= Given data =
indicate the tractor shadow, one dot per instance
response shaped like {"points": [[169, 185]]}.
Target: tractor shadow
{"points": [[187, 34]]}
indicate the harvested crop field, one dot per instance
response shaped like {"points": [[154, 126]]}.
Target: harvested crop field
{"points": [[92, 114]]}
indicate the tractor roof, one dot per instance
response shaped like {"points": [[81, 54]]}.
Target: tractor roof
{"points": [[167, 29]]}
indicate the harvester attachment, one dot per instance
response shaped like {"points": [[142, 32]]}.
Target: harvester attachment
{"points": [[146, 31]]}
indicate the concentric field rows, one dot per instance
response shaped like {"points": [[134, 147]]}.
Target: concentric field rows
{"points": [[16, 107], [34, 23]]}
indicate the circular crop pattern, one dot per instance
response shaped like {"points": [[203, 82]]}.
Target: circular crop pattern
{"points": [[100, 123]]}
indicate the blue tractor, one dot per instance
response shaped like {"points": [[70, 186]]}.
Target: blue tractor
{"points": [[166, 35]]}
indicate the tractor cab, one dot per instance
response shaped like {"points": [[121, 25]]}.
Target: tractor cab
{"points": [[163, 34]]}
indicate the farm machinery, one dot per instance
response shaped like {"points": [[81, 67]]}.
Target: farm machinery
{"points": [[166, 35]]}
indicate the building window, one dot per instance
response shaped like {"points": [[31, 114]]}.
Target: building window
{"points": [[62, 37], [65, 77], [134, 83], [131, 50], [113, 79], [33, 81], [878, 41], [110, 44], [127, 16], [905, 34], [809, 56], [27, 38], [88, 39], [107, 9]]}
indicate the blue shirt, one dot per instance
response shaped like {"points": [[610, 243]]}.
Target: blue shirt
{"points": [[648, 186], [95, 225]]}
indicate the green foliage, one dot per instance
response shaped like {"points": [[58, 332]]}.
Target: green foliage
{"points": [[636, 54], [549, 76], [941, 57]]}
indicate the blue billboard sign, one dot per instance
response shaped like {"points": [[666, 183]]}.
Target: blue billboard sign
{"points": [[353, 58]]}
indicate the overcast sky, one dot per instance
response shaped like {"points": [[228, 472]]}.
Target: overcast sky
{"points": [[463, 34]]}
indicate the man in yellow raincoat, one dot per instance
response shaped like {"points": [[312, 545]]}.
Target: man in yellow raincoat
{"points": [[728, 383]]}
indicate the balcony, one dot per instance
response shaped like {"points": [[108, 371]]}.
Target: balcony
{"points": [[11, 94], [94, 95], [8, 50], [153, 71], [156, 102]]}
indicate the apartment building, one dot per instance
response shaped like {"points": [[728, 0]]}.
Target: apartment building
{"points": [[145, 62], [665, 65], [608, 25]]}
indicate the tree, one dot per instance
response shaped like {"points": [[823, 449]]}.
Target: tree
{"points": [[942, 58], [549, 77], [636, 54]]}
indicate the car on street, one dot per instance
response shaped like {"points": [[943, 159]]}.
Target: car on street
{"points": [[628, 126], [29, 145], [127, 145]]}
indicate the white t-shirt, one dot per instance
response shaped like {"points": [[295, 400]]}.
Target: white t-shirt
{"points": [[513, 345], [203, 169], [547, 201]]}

= Assignment =
Write the records out once more, word for word.

= Answer box =
indicate the tractor shadow, one dot per instance
response shaped like {"points": [[169, 185]]}.
Target: tractor shadow
{"points": [[187, 34]]}
indicate the harvested crop field, one dot per instance
response shaped like {"points": [[154, 126]]}.
Target: harvested crop field
{"points": [[92, 114]]}
indicate the tractor roof, one dot per instance
response shaped like {"points": [[81, 54]]}.
Target: tractor roof
{"points": [[167, 29]]}
indicate the harvester attachment, one dot per instance
response shaped like {"points": [[142, 32]]}.
Target: harvester attachment
{"points": [[146, 31]]}
indicate the concentric field rows, one dot per instance
response shaped like {"points": [[134, 147]]}.
Target: concentric field rows
{"points": [[16, 107], [34, 23]]}
indicate the circular crop pattern, one dot per instance
response shaped like {"points": [[203, 82]]}.
Target: circular crop pattern
{"points": [[100, 123]]}
indicate the blue tractor, one dot per instance
response shaped like {"points": [[70, 186]]}.
Target: blue tractor
{"points": [[166, 35]]}
indicate the tractor cab, one dot per instance
response shaped like {"points": [[121, 25]]}.
Target: tractor cab
{"points": [[163, 34]]}
indicate the farm machinery, one dot per instance
response shaped like {"points": [[81, 67]]}.
Target: farm machinery
{"points": [[166, 35]]}
indicate the building window, one dot per instance
response shaped like {"points": [[31, 114]]}.
Target: building window
{"points": [[62, 37], [65, 77], [134, 83], [131, 50], [113, 79], [33, 81], [878, 41], [110, 44], [127, 16], [905, 34], [809, 56], [27, 38], [88, 39], [107, 9]]}
indicate the blue shirt, one dot per instance
response shaped like {"points": [[610, 243]]}.
Target: blue shirt
{"points": [[648, 186], [95, 225]]}
indicate the green foliage, one dot per instance
response shaped like {"points": [[58, 332]]}.
Target: green foliage
{"points": [[636, 54], [549, 76], [941, 57]]}
indicate the blue billboard sign, one dot per instance
response shaped like {"points": [[666, 183]]}.
Target: blue billboard sign
{"points": [[353, 58]]}
indicate the overcast sky, one dot per instance
response shaped like {"points": [[228, 472]]}.
Target: overcast sky
{"points": [[463, 34]]}
indicate the man in yellow raincoat, one dot per instance
response shaped like {"points": [[312, 545]]}.
Target: man in yellow raincoat
{"points": [[728, 383]]}
indicate the balcony, one dot per instance
response shaped like {"points": [[108, 371]]}.
Target: balcony
{"points": [[11, 94], [94, 95], [8, 50], [153, 71], [156, 102]]}
indicate the apartment building, one dot per instance
response shaped like {"points": [[728, 0]]}.
Target: apartment building
{"points": [[145, 62], [665, 65], [608, 25]]}
indicate the tree, one dot per instance
response shaped like {"points": [[823, 449]]}.
Target: tree
{"points": [[942, 58], [549, 77], [636, 54]]}
indicate the car on street, one dot per instance
response shaped like {"points": [[943, 159]]}.
Target: car on street
{"points": [[628, 126], [29, 145], [127, 145]]}
indicate the white t-shirt, one dot per instance
response shaped like {"points": [[295, 400]]}.
Target: white t-shirt
{"points": [[513, 345], [203, 169], [547, 201]]}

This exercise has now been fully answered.